### Goal of the exercise
Locate each line in the material below that contains the string "pale", and copy those lines out. Match case exactly.
╭─ Task input
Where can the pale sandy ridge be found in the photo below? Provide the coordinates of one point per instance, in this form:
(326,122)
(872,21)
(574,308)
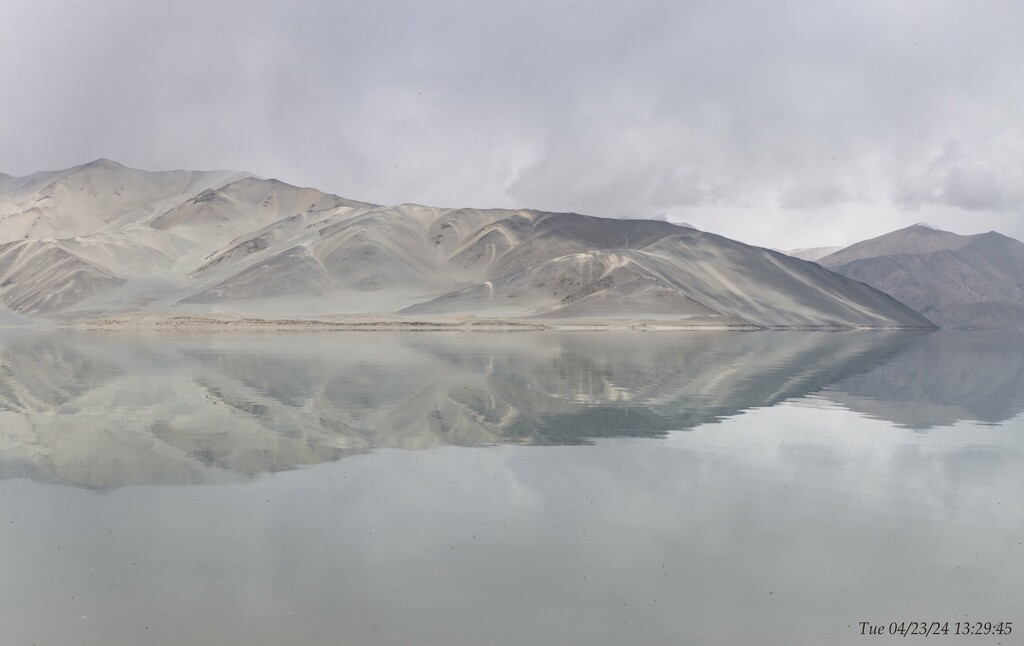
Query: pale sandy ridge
(101,243)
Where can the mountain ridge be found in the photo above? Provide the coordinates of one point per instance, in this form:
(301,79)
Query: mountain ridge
(201,243)
(956,281)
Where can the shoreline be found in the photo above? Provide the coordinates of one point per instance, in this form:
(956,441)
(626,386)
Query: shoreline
(378,324)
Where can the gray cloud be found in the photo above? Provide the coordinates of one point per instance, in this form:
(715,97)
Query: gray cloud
(784,124)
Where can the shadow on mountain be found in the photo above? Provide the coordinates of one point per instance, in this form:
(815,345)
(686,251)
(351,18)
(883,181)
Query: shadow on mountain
(941,379)
(101,411)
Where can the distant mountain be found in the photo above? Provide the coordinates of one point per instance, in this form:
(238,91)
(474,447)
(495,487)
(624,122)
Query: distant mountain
(812,253)
(954,281)
(101,239)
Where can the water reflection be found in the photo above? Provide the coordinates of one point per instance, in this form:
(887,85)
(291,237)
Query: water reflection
(939,380)
(104,410)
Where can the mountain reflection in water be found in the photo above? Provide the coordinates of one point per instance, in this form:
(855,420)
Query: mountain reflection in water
(104,410)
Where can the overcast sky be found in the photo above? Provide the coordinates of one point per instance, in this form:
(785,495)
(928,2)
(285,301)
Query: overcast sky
(782,124)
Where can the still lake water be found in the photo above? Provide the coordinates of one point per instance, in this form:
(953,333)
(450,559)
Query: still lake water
(508,488)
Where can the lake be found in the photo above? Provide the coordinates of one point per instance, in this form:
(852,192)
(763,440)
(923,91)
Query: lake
(663,487)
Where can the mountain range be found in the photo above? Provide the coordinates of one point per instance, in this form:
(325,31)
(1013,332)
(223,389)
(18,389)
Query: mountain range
(954,281)
(102,241)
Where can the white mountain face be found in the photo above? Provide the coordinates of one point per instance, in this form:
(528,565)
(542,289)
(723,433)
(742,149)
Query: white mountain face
(955,281)
(102,240)
(812,253)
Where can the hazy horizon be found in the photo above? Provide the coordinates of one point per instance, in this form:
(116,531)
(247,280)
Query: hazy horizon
(780,125)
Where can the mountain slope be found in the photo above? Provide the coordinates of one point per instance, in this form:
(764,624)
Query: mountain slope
(102,239)
(955,281)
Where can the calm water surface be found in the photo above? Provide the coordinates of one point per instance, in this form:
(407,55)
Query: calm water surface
(508,488)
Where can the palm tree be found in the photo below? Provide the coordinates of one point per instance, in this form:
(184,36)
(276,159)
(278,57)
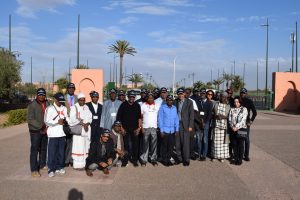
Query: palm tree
(218,82)
(228,78)
(121,47)
(237,83)
(136,78)
(81,66)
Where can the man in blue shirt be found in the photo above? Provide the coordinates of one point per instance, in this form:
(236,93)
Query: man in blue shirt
(168,124)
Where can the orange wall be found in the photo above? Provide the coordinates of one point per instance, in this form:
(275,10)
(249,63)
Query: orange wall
(87,80)
(286,91)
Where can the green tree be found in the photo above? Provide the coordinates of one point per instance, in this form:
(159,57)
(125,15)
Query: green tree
(136,78)
(228,79)
(217,83)
(199,84)
(62,83)
(237,83)
(81,66)
(121,47)
(10,70)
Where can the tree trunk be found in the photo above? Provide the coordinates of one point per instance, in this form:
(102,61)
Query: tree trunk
(121,71)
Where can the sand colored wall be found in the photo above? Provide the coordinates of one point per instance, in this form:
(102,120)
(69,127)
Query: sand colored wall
(286,87)
(87,80)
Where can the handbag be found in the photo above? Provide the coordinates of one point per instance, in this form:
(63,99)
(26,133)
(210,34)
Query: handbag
(76,129)
(242,133)
(66,127)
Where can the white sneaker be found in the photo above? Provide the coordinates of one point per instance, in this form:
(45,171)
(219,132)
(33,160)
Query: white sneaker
(61,171)
(51,174)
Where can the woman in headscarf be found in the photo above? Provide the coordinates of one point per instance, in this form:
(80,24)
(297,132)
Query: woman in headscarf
(220,137)
(81,115)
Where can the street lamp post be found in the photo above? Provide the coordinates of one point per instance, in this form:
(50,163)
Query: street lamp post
(293,39)
(174,67)
(267,54)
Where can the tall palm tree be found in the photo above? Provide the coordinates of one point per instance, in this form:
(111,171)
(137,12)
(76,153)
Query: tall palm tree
(136,78)
(121,47)
(218,82)
(237,83)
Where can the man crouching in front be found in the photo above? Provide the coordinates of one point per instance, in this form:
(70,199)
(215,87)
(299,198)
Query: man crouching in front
(101,154)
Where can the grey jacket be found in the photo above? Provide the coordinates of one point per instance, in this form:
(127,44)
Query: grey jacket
(67,103)
(35,116)
(187,114)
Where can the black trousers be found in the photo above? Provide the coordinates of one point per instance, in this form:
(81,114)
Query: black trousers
(247,143)
(38,151)
(132,145)
(167,146)
(182,142)
(238,147)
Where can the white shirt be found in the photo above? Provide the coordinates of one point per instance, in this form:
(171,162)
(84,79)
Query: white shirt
(194,104)
(95,106)
(52,115)
(149,113)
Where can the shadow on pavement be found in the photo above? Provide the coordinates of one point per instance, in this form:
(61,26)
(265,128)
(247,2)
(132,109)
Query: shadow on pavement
(74,194)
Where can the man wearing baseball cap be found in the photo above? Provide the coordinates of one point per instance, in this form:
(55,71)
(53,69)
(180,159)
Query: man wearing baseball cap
(71,100)
(96,109)
(185,112)
(101,154)
(109,110)
(129,114)
(248,103)
(168,124)
(38,132)
(54,119)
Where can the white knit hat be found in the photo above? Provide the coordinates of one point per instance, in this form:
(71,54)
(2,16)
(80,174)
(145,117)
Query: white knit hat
(80,95)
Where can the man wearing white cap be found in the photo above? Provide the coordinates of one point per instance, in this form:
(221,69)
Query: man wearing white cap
(110,110)
(80,115)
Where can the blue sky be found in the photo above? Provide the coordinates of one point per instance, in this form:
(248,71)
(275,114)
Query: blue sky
(204,35)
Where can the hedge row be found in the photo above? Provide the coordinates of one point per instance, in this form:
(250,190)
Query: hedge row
(16,117)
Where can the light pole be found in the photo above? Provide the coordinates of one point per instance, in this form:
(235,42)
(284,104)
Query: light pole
(174,67)
(267,54)
(293,39)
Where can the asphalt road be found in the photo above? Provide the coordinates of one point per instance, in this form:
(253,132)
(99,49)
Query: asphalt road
(273,173)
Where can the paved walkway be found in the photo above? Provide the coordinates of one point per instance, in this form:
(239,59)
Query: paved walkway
(273,173)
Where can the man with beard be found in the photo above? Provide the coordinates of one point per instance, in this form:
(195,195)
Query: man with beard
(71,100)
(38,132)
(143,97)
(129,114)
(109,110)
(96,110)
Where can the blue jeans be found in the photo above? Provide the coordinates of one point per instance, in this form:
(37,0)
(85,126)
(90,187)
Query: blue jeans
(56,153)
(38,151)
(202,141)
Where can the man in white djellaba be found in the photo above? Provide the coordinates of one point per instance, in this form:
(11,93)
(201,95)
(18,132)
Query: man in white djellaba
(80,114)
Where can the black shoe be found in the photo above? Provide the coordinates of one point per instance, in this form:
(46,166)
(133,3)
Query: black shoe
(193,157)
(202,159)
(154,163)
(143,164)
(247,159)
(177,162)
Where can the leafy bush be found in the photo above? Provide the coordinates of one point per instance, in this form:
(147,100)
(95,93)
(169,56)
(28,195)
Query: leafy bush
(16,117)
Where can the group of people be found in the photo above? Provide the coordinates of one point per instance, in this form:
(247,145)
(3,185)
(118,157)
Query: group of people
(155,128)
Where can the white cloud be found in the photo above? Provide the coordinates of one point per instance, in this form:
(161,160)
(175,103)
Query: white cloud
(93,46)
(250,19)
(128,20)
(28,8)
(207,19)
(152,10)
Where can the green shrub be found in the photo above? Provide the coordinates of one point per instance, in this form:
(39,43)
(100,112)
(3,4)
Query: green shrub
(16,117)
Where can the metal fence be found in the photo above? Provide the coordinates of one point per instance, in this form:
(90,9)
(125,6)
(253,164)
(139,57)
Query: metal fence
(263,102)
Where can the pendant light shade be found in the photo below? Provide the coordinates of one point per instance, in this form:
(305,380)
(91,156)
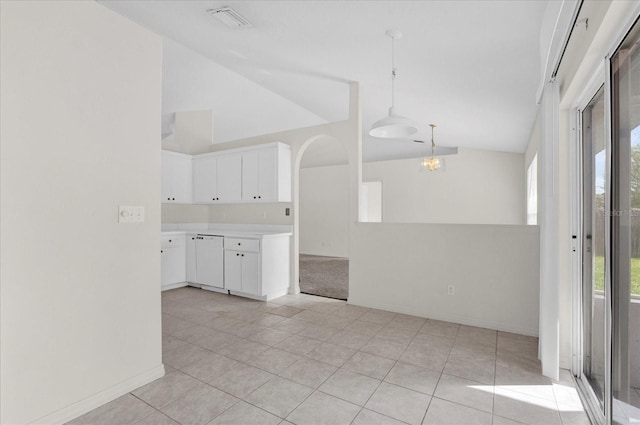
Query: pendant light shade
(393,126)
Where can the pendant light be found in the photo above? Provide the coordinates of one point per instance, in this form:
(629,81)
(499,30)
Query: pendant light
(393,126)
(432,163)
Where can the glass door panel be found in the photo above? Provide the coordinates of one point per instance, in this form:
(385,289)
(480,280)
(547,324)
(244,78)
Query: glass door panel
(625,91)
(594,193)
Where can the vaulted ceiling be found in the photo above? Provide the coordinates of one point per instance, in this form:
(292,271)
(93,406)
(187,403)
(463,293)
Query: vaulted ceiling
(471,67)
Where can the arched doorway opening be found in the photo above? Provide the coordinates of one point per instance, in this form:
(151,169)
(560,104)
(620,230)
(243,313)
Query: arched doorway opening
(323,218)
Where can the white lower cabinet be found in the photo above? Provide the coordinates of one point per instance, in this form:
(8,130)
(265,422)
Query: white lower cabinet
(257,268)
(254,267)
(241,272)
(173,260)
(191,257)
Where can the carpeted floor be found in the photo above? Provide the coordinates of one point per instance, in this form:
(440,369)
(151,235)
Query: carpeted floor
(324,276)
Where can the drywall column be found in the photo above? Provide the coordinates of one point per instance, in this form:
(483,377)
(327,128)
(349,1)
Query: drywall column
(80,135)
(349,133)
(548,220)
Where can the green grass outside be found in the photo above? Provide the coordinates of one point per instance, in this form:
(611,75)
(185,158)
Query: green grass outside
(598,274)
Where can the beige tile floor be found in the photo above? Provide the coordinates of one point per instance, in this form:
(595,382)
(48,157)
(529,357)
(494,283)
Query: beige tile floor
(308,360)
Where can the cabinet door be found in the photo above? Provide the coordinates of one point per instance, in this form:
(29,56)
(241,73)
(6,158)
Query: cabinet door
(191,258)
(205,180)
(173,265)
(229,178)
(250,275)
(232,271)
(209,261)
(250,176)
(268,175)
(181,175)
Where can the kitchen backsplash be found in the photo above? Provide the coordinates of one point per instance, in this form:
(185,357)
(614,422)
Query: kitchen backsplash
(271,213)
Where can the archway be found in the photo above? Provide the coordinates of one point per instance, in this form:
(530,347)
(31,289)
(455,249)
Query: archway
(321,224)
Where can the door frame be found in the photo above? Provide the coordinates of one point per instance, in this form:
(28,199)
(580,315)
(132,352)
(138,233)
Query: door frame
(576,152)
(601,75)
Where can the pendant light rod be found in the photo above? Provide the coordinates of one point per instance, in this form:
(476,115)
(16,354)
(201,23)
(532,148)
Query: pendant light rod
(393,126)
(393,34)
(433,143)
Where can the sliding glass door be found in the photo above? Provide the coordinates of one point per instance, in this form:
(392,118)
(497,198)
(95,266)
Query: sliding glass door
(609,353)
(595,186)
(625,225)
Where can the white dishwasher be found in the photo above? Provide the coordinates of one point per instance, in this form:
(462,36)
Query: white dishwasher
(210,260)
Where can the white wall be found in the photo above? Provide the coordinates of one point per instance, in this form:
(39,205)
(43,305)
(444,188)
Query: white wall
(478,187)
(192,82)
(324,211)
(80,135)
(407,268)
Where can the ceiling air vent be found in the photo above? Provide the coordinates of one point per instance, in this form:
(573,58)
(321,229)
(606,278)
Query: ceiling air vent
(229,17)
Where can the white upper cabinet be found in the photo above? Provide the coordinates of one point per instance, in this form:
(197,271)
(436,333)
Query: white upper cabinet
(205,179)
(266,174)
(259,173)
(217,178)
(176,178)
(230,178)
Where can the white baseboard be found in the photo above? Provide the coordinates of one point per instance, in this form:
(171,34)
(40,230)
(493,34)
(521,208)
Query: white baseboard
(174,286)
(453,318)
(88,404)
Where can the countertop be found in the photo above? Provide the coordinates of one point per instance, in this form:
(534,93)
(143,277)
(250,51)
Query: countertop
(255,231)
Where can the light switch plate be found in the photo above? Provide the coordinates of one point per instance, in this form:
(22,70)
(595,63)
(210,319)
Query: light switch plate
(130,214)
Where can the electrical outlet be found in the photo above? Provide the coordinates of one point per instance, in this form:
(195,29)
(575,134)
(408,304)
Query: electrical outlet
(130,214)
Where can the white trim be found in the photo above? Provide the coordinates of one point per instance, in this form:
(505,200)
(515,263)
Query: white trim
(575,219)
(174,286)
(608,305)
(562,26)
(549,345)
(452,318)
(88,404)
(575,158)
(591,88)
(630,18)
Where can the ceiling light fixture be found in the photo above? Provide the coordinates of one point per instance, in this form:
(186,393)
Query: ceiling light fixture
(432,163)
(229,17)
(393,126)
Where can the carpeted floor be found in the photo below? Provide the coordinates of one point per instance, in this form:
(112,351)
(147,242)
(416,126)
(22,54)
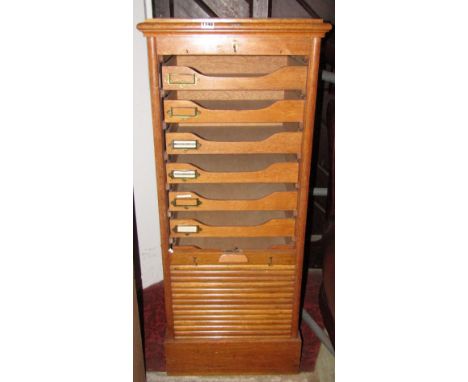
╰─
### Output for this exercise
Where can the pale sandy ridge be found in the photo below? Provide the coordinates of one point per instance, in this form:
Query: pale sandy ridge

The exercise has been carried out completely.